■ **Task statement**: Print the lines below word for word, changing nothing and leaving nothing out.

═════ Record extracts

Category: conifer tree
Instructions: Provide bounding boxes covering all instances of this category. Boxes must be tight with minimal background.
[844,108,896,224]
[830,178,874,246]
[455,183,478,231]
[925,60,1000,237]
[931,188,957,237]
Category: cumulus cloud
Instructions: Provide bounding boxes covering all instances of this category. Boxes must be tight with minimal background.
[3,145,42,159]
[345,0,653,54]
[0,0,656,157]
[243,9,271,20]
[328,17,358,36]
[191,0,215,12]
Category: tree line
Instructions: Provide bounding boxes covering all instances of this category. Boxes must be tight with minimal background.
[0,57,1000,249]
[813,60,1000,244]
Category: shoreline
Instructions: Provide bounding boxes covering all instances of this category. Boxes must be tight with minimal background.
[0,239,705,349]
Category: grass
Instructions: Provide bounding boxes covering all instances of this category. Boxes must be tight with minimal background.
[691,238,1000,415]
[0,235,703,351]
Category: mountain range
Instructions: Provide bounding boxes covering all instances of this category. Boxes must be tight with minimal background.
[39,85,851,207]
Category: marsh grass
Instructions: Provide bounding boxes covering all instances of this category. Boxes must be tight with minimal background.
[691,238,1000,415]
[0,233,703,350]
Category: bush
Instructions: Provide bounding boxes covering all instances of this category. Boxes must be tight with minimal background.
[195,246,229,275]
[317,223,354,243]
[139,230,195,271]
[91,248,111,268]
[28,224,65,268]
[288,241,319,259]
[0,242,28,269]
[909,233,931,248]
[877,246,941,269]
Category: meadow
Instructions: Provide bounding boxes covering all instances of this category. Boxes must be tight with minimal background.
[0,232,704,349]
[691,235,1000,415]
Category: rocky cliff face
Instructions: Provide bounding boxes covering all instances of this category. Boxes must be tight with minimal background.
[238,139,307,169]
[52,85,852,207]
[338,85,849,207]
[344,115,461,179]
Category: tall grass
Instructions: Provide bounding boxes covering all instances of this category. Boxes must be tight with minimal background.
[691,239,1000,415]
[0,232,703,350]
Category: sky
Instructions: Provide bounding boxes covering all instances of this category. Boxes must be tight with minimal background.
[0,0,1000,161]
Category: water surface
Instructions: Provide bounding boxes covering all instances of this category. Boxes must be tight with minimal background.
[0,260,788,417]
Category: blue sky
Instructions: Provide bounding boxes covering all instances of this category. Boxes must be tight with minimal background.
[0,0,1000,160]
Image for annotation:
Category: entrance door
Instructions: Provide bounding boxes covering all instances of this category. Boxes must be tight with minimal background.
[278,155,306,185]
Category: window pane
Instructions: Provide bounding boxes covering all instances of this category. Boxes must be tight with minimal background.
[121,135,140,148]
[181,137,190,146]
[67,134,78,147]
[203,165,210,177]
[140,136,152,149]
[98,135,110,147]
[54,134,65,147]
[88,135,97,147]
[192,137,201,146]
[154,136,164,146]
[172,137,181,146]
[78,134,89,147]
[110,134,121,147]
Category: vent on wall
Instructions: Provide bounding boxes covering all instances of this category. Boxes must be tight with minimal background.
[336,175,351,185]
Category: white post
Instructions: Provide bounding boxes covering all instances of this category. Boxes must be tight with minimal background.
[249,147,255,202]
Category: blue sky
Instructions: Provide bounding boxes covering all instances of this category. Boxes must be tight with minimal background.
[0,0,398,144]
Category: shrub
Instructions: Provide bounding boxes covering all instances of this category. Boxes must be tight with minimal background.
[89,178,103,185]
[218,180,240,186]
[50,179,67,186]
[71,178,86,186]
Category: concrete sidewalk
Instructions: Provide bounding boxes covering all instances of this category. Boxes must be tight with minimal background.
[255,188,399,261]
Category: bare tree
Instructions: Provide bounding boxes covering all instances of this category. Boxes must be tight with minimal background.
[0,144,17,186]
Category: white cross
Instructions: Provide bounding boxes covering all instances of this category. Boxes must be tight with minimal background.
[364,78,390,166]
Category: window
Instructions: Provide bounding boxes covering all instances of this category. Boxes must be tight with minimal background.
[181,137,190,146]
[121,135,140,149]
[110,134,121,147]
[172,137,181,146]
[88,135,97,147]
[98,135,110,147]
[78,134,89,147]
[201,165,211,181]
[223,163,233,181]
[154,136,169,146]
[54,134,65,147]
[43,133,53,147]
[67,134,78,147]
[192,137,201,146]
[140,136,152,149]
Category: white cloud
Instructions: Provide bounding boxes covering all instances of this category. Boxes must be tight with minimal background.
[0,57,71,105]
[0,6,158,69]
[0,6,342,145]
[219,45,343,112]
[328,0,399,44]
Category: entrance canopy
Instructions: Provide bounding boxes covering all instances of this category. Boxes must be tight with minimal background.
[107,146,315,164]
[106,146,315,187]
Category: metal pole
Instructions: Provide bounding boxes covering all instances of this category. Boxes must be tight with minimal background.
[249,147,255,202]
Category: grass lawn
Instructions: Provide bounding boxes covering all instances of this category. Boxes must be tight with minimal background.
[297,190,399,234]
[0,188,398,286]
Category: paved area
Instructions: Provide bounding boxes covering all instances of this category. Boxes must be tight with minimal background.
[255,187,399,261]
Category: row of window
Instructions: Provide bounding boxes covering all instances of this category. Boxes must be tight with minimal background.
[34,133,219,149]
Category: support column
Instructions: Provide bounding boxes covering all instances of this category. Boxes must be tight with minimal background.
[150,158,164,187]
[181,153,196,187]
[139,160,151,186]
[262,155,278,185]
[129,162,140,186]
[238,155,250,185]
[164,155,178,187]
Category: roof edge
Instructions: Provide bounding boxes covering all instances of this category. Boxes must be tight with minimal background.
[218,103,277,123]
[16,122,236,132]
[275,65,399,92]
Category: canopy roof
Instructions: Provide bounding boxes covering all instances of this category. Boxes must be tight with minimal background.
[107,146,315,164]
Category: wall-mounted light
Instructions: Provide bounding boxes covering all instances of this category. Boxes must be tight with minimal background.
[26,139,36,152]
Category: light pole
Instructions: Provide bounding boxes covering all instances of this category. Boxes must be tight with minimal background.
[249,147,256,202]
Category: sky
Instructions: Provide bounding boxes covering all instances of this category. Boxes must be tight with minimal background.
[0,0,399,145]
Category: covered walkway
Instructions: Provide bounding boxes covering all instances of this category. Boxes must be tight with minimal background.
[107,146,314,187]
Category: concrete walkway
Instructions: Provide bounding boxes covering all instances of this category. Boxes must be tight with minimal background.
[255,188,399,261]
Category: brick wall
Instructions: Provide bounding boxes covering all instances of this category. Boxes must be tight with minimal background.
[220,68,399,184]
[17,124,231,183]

══════════

■ **Output below**:
Category: conifer tree
Instructions: Provide bounding boxes covering all instances of this category. Boxes must be tight with minimal background.
[844,108,896,224]
[830,178,874,246]
[455,183,478,231]
[925,60,1000,237]
[931,188,957,237]
Category: cumulus cloud
Instructions: Provide bounding boxes covering all instances of this category. Boxes must be tight with minimal background.
[3,145,42,159]
[345,0,653,54]
[0,0,656,157]
[243,9,271,20]
[328,17,358,36]
[191,0,215,12]
Category: tree line
Instructions: Provide bounding boxes covering all instances of this category. Boxes must be tight with minimal background.
[0,57,1000,249]
[813,60,1000,244]
Category: shoreline
Instructions: Provide bounding boxes covering all instances of this category. Boxes must be tight with minimal background.
[0,239,705,349]
Category: grass
Instructions: Provide bounding boxes covering all instances of this category. Boxes must be tight with minimal background.
[691,238,1000,415]
[0,235,703,351]
Category: mountain range
Instructions: Provide bounding boxes covering all instances of this category. Boxes must be tight with minimal background.
[39,85,851,207]
Category: marsh grass
Instructions: Provide bounding boxes covering all instances of this category. Boxes must be tight with minimal background.
[691,238,1000,415]
[0,233,703,350]
Category: bush
Instructions: Provide bounding boxes covering all instances of this category. Boxes must be tight with minimal background.
[195,246,229,275]
[317,223,354,243]
[139,230,195,271]
[91,248,111,268]
[28,224,65,268]
[288,241,319,259]
[0,242,28,269]
[909,233,931,248]
[877,246,941,269]
Category: meadow
Instructions: Provide bounding boxes covering all instances of this category. Boxes must be tight with minimal background.
[0,232,704,349]
[691,235,1000,415]
Category: rocky cliff face
Instructions: Provide bounding boxes covering all instances of this category. Boxes must be tight with minimal background.
[238,139,307,169]
[52,85,852,207]
[338,85,849,207]
[344,115,461,179]
Category: tall grass
Instructions: Provide bounding boxes covering all instances of this category. Boxes must be tight with minimal background.
[691,239,1000,415]
[0,232,703,350]
Category: sky
Instructions: Provide bounding boxes covering all instances of this category. Boxes must be tight with minimal background.
[0,0,1000,161]
Category: water surface
Instructions: Provide bounding boxes covering all instances of this category. Boxes must be tight with minimal background.
[0,260,788,417]
Category: blue sky
Instructions: Provide bounding boxes covering all instances of this category. Boxes must be tight with minimal background.
[0,0,1000,160]
Image for annotation:
Category: entrance door
Instructions: Provide bounding boxes covering all instances of this category. Boxes must be tight with minimal background.
[278,155,306,185]
Category: window pane
Instructions: Provide bounding boxes covering all instances of this category. Boxes must be tight with minimal background.
[121,135,140,148]
[181,137,190,146]
[67,134,78,147]
[203,165,210,177]
[140,136,152,149]
[98,135,110,147]
[54,134,65,147]
[88,135,97,147]
[192,137,201,146]
[154,136,164,146]
[172,137,181,146]
[78,134,89,147]
[110,134,121,147]
Category: vent on wall
Instructions: Provide bounding boxes covering all instances of this category. Boxes must be tight with minimal background.
[336,175,351,185]
Category: white post
Instructions: Provide bounding boxes covering all instances of this category. Boxes must be tight with minimal background.
[249,147,255,202]
Category: blue sky
Instructions: Provide bounding boxes covering all instances of this category. Boxes must be tight with minimal background.
[0,0,398,144]
Category: shrub
Instructions: Provide bounding boxes covering all instances of this category. Boxes must be tight with minimal background.
[89,178,103,185]
[218,180,240,186]
[50,179,67,186]
[71,178,86,186]
Category: concrete sidewalk
Instructions: Provide bounding boxes covering all instances of this category. Boxes must be tight with minimal background.
[255,188,399,261]
Category: bare tree
Instructions: Provide bounding boxes covering all instances of this category. Boxes must be tight with minimal background.
[0,144,17,186]
Category: white cross
Instructions: Provide bounding boxes covering all instances of this category. Boxes must be tight with minimal background.
[364,78,390,166]
Category: window
Instructions: Provide bounding boxes covering all instances of this category. Boxes must be tight with minimal background.
[181,137,190,146]
[121,135,140,149]
[110,134,121,147]
[172,137,181,146]
[88,135,97,147]
[98,135,110,147]
[78,134,89,147]
[201,165,211,181]
[223,163,233,181]
[154,136,169,146]
[54,134,65,147]
[43,133,53,147]
[67,134,78,147]
[192,137,201,146]
[140,136,152,149]
Category: white cloud
Instructions: Provide bounding boxes covering all instances of this category. Boxes must be tight with minimal background.
[0,57,71,105]
[0,6,158,69]
[0,6,342,145]
[219,45,343,112]
[328,0,399,44]
Category: entrance canopy
Instructions: Provide bounding boxes covering all instances of this category. Boxes must be tight with minimal background.
[107,146,315,164]
[106,146,315,187]
Category: metal pole
Instructions: Provide bounding boxes covering all instances of this category. Boxes must be tight with minimal background.
[249,147,255,202]
Category: grass lawn
Instructions: Provide bounding boxes covering all instances of this category. Boxes must be tight with minimal background.
[297,190,399,234]
[0,188,398,286]
Category: paved area
Instructions: Provide bounding boxes covering all instances of this category. Boxes must be tight with minimal background.
[255,187,399,261]
Category: row of window
Instructions: Provide bounding boxes covering all instances of this category. Boxes must be tight with minimal background.
[34,133,219,149]
Category: support column
Instructions: Provide bounding boxes covering all instances of this category. Boxes must be tight with minimal background.
[150,158,164,187]
[181,153,196,187]
[139,160,151,186]
[262,155,278,185]
[129,162,140,186]
[238,155,250,185]
[164,155,178,187]
Category: roof edge
Instructions: Provide bounding boxes covering all instances of this category. Boxes must be tight with minimal background.
[218,103,277,123]
[16,122,236,132]
[275,65,399,92]
Category: canopy roof
Instructions: Provide bounding boxes covering all instances of this category. Boxes must be tight with minimal background.
[107,146,315,164]
Category: wall-mounted light
Instructions: Provide bounding boxes covering all instances of this category. Boxes must be tight with minimal background.
[26,139,36,152]
Category: light pole
Instructions: Provide bounding boxes covering all instances of this category. Boxes must be tight with minimal background.
[249,147,256,202]
Category: sky
Instructions: Provide bounding boxes covering all instances of this category. Boxes must be tight with minimal background.
[0,0,399,145]
Category: covered walkway
Instructions: Provide bounding boxes covering all instances of this category. Boxes must be tight with minimal background.
[107,146,314,187]
Category: concrete walkway
Instructions: Provide bounding boxes covering all instances of this category. Boxes must be tight with minimal background.
[255,188,399,261]
Category: brick wall
Instructions: Provide bounding boxes covering all instances of this category. Boxes must be tight with minimal background.
[220,68,399,184]
[17,124,231,183]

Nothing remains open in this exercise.